→ **SUPPLIED ENTRIES**:
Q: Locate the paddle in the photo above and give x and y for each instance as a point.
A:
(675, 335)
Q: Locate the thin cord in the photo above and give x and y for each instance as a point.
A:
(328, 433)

→ **WHAT IS BEING ASKED**: Above are some records; extract every one of them exactly.

→ **YOUR SOLUTION**:
Q: Locate the paddle in the photo above and give x and y for each instance as a point.
A:
(675, 335)
Q: Locate the thin cord in the photo above and give x and y for each instance as a point.
A:
(328, 433)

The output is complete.